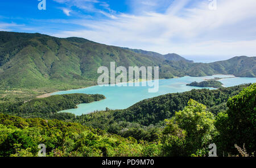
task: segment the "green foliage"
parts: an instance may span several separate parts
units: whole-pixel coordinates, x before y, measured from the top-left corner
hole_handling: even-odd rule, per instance
[[[192,99],[183,110],[176,112],[166,121],[164,133],[169,137],[167,144],[164,144],[164,148],[168,150],[164,149],[164,151],[167,156],[199,154],[199,151],[203,156],[216,133],[213,115],[205,106]],[[163,140],[166,142],[166,138]]]
[[[214,74],[255,77],[255,57],[234,57],[210,64],[192,63],[175,54],[155,56],[77,37],[0,32],[0,86],[13,88],[79,88],[96,85],[98,67],[159,66],[159,77]],[[156,54],[158,55],[158,54]],[[159,54],[158,54],[159,55]]]
[[[196,81],[192,82],[189,84],[187,84],[187,86],[196,86],[201,87],[215,87],[220,88],[223,87],[222,83],[220,81],[203,81],[201,82],[197,82]]]
[[[226,111],[220,114],[215,124],[220,136],[217,140],[222,150],[237,152],[234,145],[250,153],[256,150],[256,83],[244,89],[229,99]]]

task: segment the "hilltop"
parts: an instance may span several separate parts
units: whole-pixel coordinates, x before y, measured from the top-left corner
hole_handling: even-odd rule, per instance
[[[210,64],[192,63],[176,54],[109,46],[79,37],[0,32],[0,86],[67,90],[96,85],[98,67],[159,66],[159,78],[215,74],[255,77],[256,57],[236,57]]]

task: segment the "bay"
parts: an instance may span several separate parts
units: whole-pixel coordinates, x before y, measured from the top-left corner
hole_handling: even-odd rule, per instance
[[[214,78],[228,78],[219,80],[224,87],[231,87],[243,83],[255,83],[256,78],[237,78],[232,75],[214,75],[212,76],[193,77],[185,76],[181,78],[159,80],[159,91],[156,93],[148,93],[148,86],[94,86],[84,89],[61,91],[51,95],[72,93],[99,94],[105,96],[106,99],[88,104],[81,104],[78,108],[64,110],[61,112],[71,112],[76,115],[89,114],[96,111],[105,110],[106,107],[112,110],[125,109],[133,104],[145,99],[151,98],[168,93],[181,93],[193,89],[202,87],[186,86],[186,84],[196,81],[200,82],[206,79]],[[230,78],[233,77],[233,78]],[[209,89],[215,89],[208,88]]]

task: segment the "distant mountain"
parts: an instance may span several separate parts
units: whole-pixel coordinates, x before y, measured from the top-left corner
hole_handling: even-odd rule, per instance
[[[144,55],[150,56],[155,58],[159,58],[162,59],[167,60],[168,61],[184,61],[192,63],[193,61],[187,60],[183,57],[175,54],[167,54],[165,55],[161,54],[157,52],[152,52],[152,51],[147,51],[142,49],[130,49],[129,48],[123,48],[123,49],[127,49],[129,51],[132,51],[135,53],[140,53]]]
[[[256,57],[192,63],[175,54],[131,50],[78,37],[0,32],[0,87],[67,89],[96,84],[100,66],[158,66],[159,78],[215,74],[255,77]]]

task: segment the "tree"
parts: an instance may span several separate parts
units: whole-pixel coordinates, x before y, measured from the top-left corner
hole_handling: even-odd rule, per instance
[[[175,145],[180,145],[187,152],[186,154],[206,153],[208,145],[216,134],[213,115],[207,110],[205,106],[193,99],[167,121],[164,134],[169,133]]]

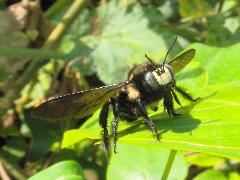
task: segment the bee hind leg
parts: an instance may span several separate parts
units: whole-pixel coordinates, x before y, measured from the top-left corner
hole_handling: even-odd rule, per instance
[[[149,128],[154,132],[157,140],[159,140],[160,139],[159,133],[157,132],[157,129],[156,129],[154,123],[152,122],[152,120],[148,117],[147,111],[146,111],[142,101],[140,99],[137,99],[136,100],[136,105],[137,105],[137,109],[139,110],[139,112],[143,116],[145,122],[148,124]]]
[[[113,107],[113,115],[114,115],[114,119],[112,121],[113,148],[114,148],[114,153],[117,153],[117,151],[116,151],[117,127],[118,127],[118,122],[119,122],[119,104],[118,104],[118,102],[115,100],[112,100],[112,107]]]
[[[99,115],[99,124],[102,126],[103,128],[103,147],[104,147],[104,151],[105,151],[105,155],[107,160],[109,160],[109,137],[108,137],[108,128],[107,128],[107,118],[108,118],[108,111],[109,111],[109,102],[106,103],[100,112]]]

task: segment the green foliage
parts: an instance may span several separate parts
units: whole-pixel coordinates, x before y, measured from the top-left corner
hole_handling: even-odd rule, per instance
[[[196,103],[184,101],[183,108],[177,109],[182,115],[170,118],[166,112],[162,112],[163,108],[160,104],[159,111],[151,114],[157,129],[162,132],[160,142],[155,142],[140,119],[131,127],[125,124],[120,126],[119,143],[204,152],[240,159],[240,147],[236,143],[240,128],[238,127],[240,76],[235,66],[239,63],[238,55],[233,53],[238,52],[238,45],[229,48],[230,50],[226,49],[226,52],[223,51],[224,56],[221,49],[211,49],[200,44],[193,47],[197,55],[192,63],[201,63],[201,69],[205,69],[207,74],[204,70],[197,71],[194,66],[187,66],[176,76],[177,84],[187,90],[190,89],[190,93],[195,97],[202,97],[202,100]],[[231,58],[232,66],[221,65],[225,62],[224,57]],[[224,67],[224,73],[219,66]],[[191,76],[188,72],[191,72]],[[207,78],[202,77],[206,75]],[[97,121],[98,115],[94,115],[86,124]],[[98,139],[100,137],[96,132],[99,131],[100,128],[93,125],[71,130],[65,133],[62,145],[63,147],[73,145],[85,138]]]
[[[84,180],[83,170],[76,161],[62,161],[50,166],[38,174],[29,178],[29,180],[38,179],[76,179]]]
[[[41,18],[34,19],[31,9],[26,14],[32,21],[24,25],[21,18],[1,11],[3,167],[14,179],[33,174],[30,179],[85,179],[89,175],[84,171],[89,169],[98,179],[160,179],[174,149],[178,152],[169,165],[168,179],[239,179],[239,7],[236,0],[97,4],[58,0],[45,13],[57,27],[53,30],[45,26],[47,19],[41,19],[41,12]],[[12,11],[19,14],[17,8]],[[182,115],[177,117],[163,111],[162,101],[157,112],[148,109],[160,141],[143,119],[121,121],[118,153],[112,153],[106,165],[102,146],[99,148],[99,111],[78,124],[79,129],[77,121],[49,124],[31,117],[31,108],[44,96],[126,80],[129,70],[145,61],[144,54],[160,63],[176,36],[168,61],[183,50],[196,49],[194,59],[175,75],[177,85],[202,99],[191,103],[179,95],[182,107],[175,104],[175,109]],[[110,113],[109,127],[112,119]],[[63,134],[68,126],[74,129]]]

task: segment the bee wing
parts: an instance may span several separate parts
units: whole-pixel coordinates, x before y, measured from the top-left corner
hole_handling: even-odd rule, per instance
[[[182,70],[193,59],[195,53],[196,53],[195,49],[189,49],[184,53],[180,54],[179,56],[175,57],[168,64],[173,68],[174,73],[177,73],[180,70]]]
[[[53,98],[33,109],[32,116],[50,122],[88,117],[127,83],[128,81]]]

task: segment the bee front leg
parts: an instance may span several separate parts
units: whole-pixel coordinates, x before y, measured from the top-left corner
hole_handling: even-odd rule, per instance
[[[105,155],[107,160],[109,159],[109,138],[108,138],[108,128],[107,128],[107,118],[108,118],[108,111],[109,111],[109,104],[106,103],[100,112],[99,115],[99,124],[103,128],[103,147],[105,151]]]
[[[136,100],[136,105],[137,105],[137,109],[139,110],[139,112],[143,116],[145,122],[148,124],[149,128],[154,132],[157,140],[159,140],[160,137],[159,137],[159,134],[157,132],[157,129],[156,129],[154,123],[152,122],[152,120],[148,117],[147,111],[146,111],[142,101],[140,99],[137,99]]]
[[[113,101],[112,103],[113,107],[113,115],[114,119],[112,121],[112,136],[113,136],[113,147],[114,147],[114,153],[116,153],[116,144],[117,144],[117,127],[118,127],[118,121],[119,121],[119,109],[118,109],[118,102]]]
[[[168,112],[169,116],[171,116],[171,115],[174,115],[174,116],[179,115],[179,114],[175,113],[175,111],[174,111],[173,97],[172,97],[171,92],[169,92],[169,91],[165,91],[164,92],[164,95],[163,95],[163,105],[164,105],[164,108],[167,109],[167,112]]]

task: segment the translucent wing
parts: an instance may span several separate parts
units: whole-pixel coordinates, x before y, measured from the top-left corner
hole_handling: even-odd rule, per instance
[[[196,53],[195,49],[189,49],[186,52],[175,57],[168,64],[173,68],[174,73],[177,73],[180,70],[182,70],[192,60],[192,58],[195,56],[195,53]]]
[[[52,122],[90,116],[127,83],[128,81],[56,97],[36,107],[32,116]]]

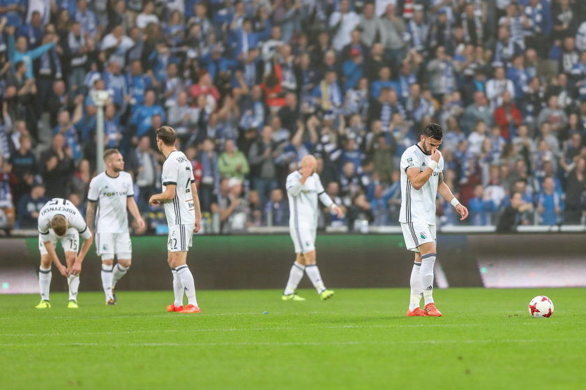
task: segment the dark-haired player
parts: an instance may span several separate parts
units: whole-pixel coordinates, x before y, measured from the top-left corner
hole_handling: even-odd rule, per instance
[[[175,301],[167,306],[167,310],[200,313],[195,299],[193,275],[186,264],[192,236],[200,231],[202,225],[202,212],[193,167],[185,154],[175,149],[177,134],[173,128],[163,126],[156,133],[157,147],[166,158],[163,164],[163,193],[151,196],[149,204],[163,203],[169,225],[167,261],[173,273]],[[188,301],[185,308],[183,292]]]
[[[443,132],[440,125],[430,123],[423,129],[419,142],[401,156],[401,223],[405,246],[415,253],[411,272],[411,300],[408,317],[441,317],[433,301],[433,266],[435,263],[435,197],[437,193],[461,216],[468,210],[460,204],[444,182],[444,158],[437,149]],[[425,299],[421,310],[419,302]]]

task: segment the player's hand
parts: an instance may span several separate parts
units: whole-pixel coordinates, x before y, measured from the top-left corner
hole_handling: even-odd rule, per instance
[[[154,199],[155,195],[151,197],[151,199],[149,200],[149,204],[152,204],[153,206],[158,206],[160,204],[160,202]]]
[[[82,262],[75,260],[73,262],[73,265],[71,266],[71,273],[73,275],[79,275],[82,271]]]
[[[468,218],[468,209],[463,206],[462,204],[458,204],[456,207],[456,211],[458,212],[460,216],[460,220],[464,220],[467,218]]]
[[[65,276],[66,278],[69,277],[69,271],[67,270],[67,268],[63,264],[59,264],[57,266],[57,268],[59,269],[59,273]]]
[[[442,157],[442,153],[440,153],[440,151],[437,149],[433,149],[431,151],[431,159],[435,161],[436,163],[440,162],[440,158]]]
[[[195,225],[193,227],[193,232],[197,233],[202,228],[202,217],[195,218]]]

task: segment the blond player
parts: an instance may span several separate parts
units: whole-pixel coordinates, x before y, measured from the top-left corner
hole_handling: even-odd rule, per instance
[[[167,306],[167,310],[200,313],[193,276],[187,266],[187,251],[191,246],[192,236],[200,231],[202,225],[200,199],[191,162],[183,152],[175,149],[177,135],[173,128],[163,126],[156,133],[157,147],[166,158],[163,165],[163,193],[151,196],[149,204],[163,204],[169,225],[167,261],[173,273],[175,301]],[[185,308],[183,292],[188,299]]]
[[[102,258],[102,287],[106,304],[115,305],[116,283],[126,274],[132,263],[133,244],[126,209],[136,219],[139,229],[144,227],[144,221],[134,200],[133,179],[123,172],[122,155],[118,149],[107,149],[104,152],[104,163],[106,170],[89,183],[86,223],[90,230],[93,229],[96,216],[96,249]]]
[[[437,150],[443,132],[430,123],[423,129],[419,142],[401,156],[401,223],[405,246],[415,253],[411,272],[411,300],[407,317],[441,317],[433,301],[433,266],[435,264],[435,197],[437,193],[451,203],[461,216],[468,210],[460,204],[444,182],[444,158]],[[419,307],[421,297],[425,308]]]
[[[80,273],[93,238],[80,211],[66,199],[56,197],[47,202],[38,212],[38,249],[40,252],[40,267],[38,285],[40,289],[40,302],[38,309],[49,308],[49,290],[51,285],[51,263],[54,263],[67,278],[69,285],[69,302],[67,307],[76,309],[77,290],[80,287]],[[80,235],[84,243],[80,249]],[[59,261],[55,248],[61,241],[65,252],[66,268]],[[80,250],[77,254],[77,250]]]
[[[303,157],[301,167],[287,177],[287,195],[289,197],[289,229],[296,258],[291,267],[289,280],[283,294],[283,301],[305,301],[295,293],[297,286],[307,273],[322,300],[331,298],[333,291],[324,285],[320,269],[315,263],[315,235],[317,230],[319,204],[324,205],[342,216],[342,210],[326,193],[320,176],[315,173],[317,161],[311,155]]]

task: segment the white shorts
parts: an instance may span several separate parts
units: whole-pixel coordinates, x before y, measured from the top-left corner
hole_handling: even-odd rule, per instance
[[[173,225],[169,227],[169,240],[167,250],[170,252],[185,252],[191,248],[195,224]]]
[[[96,253],[101,256],[102,260],[114,260],[114,256],[123,260],[133,258],[133,243],[130,234],[126,233],[96,233]]]
[[[80,250],[80,232],[75,227],[70,227],[65,232],[63,236],[57,236],[52,229],[49,229],[49,232],[46,234],[38,234],[38,250],[41,255],[48,255],[47,248],[45,248],[43,241],[47,241],[47,239],[51,241],[53,248],[57,248],[57,241],[61,243],[61,247],[65,252],[75,252],[75,253]]]
[[[315,229],[296,228],[290,226],[289,232],[295,247],[295,253],[307,253],[315,250]]]
[[[433,242],[437,245],[435,237],[435,225],[422,222],[401,223],[405,245],[410,250],[419,252],[417,248],[422,243]]]

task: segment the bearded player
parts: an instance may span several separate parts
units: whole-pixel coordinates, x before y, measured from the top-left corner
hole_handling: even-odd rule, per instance
[[[460,216],[468,210],[460,204],[444,182],[444,158],[437,149],[443,131],[430,123],[423,129],[419,142],[401,156],[401,223],[405,246],[415,253],[411,271],[411,299],[407,317],[442,317],[433,301],[433,266],[435,264],[435,198],[437,193],[449,202]],[[419,307],[421,297],[425,307]]]

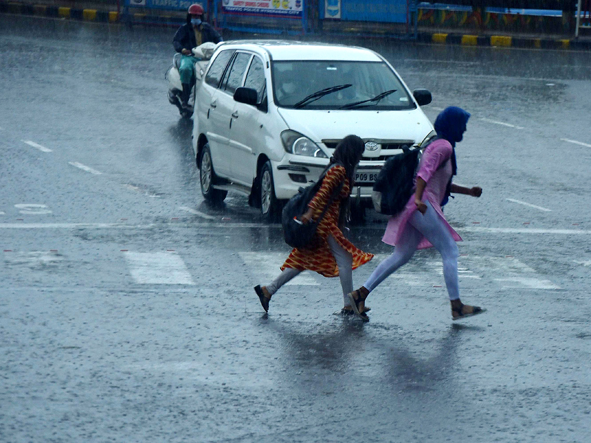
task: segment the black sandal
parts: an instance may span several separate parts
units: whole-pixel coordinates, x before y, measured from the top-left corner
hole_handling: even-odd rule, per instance
[[[459,320],[460,318],[465,318],[467,317],[472,317],[472,315],[478,315],[479,314],[482,314],[483,312],[486,312],[486,310],[480,308],[479,306],[473,306],[472,312],[466,312],[465,314],[462,312],[462,310],[464,308],[465,305],[463,303],[460,304],[459,307],[454,308],[452,307],[452,320],[454,321],[456,320]],[[456,312],[457,315],[454,317],[453,313]]]
[[[365,301],[365,299],[367,298],[367,296],[365,298],[362,298],[361,291],[359,289],[355,289],[352,292],[349,293],[349,300],[351,302],[351,307],[353,310],[355,311],[355,314],[357,316],[360,317],[363,321],[369,321],[369,317],[365,313],[365,303],[364,308],[360,310],[359,307],[362,302]]]
[[[262,288],[261,287],[260,285],[255,286],[255,292],[259,296],[259,300],[261,301],[261,304],[262,305],[262,308],[265,310],[265,312],[269,312],[269,302],[271,301],[271,296],[269,295],[267,298],[264,292],[262,292]]]
[[[348,308],[348,309],[347,308]],[[355,311],[353,310],[353,308],[352,308],[350,306],[348,306],[347,307],[347,308],[343,308],[342,309],[340,309],[338,311],[335,311],[334,312],[333,312],[333,314],[335,315],[342,315],[343,317],[348,317],[349,315],[356,315]],[[371,311],[371,308],[370,308],[369,306],[366,306],[363,308],[364,312],[368,312],[370,311]]]

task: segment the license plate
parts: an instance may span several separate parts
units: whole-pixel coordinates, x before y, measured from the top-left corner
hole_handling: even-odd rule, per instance
[[[355,172],[355,184],[373,184],[378,179],[378,174],[379,174],[379,170],[372,170],[371,171],[357,171]]]

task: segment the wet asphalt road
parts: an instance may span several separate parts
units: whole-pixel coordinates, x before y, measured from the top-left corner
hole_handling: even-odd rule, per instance
[[[361,324],[311,273],[262,315],[288,248],[203,203],[173,32],[0,15],[0,441],[591,441],[591,54],[355,42],[431,119],[472,113],[457,181],[484,193],[446,213],[489,310],[452,324],[427,250]],[[352,230],[356,285],[384,226]]]

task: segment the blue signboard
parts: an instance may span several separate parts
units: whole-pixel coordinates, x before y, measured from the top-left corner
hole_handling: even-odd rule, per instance
[[[324,0],[324,18],[406,23],[407,0]]]
[[[126,6],[168,11],[186,11],[193,3],[190,0],[125,0]],[[202,5],[204,9],[205,4]]]

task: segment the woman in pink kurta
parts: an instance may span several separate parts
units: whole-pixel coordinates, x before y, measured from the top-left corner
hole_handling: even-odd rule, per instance
[[[395,246],[394,252],[378,266],[362,286],[349,294],[356,313],[363,312],[369,292],[410,260],[417,249],[431,247],[441,255],[453,320],[484,312],[482,308],[465,305],[460,300],[456,242],[462,238],[441,210],[450,192],[474,197],[480,197],[482,193],[478,187],[465,188],[452,183],[456,173],[454,147],[462,140],[469,117],[467,112],[454,106],[446,108],[437,116],[434,126],[438,138],[423,152],[415,178],[415,193],[402,212],[390,218],[382,238],[384,243]],[[368,320],[366,316],[361,317]]]

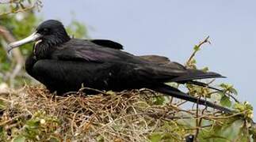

___

INSTRUCTIONS TO FOLLOW =>
In the records above, locate every line that contains the word "foliage" and copy each one.

TASK SOLUTION =>
task: segment the "green foliage"
task: segment the green foliage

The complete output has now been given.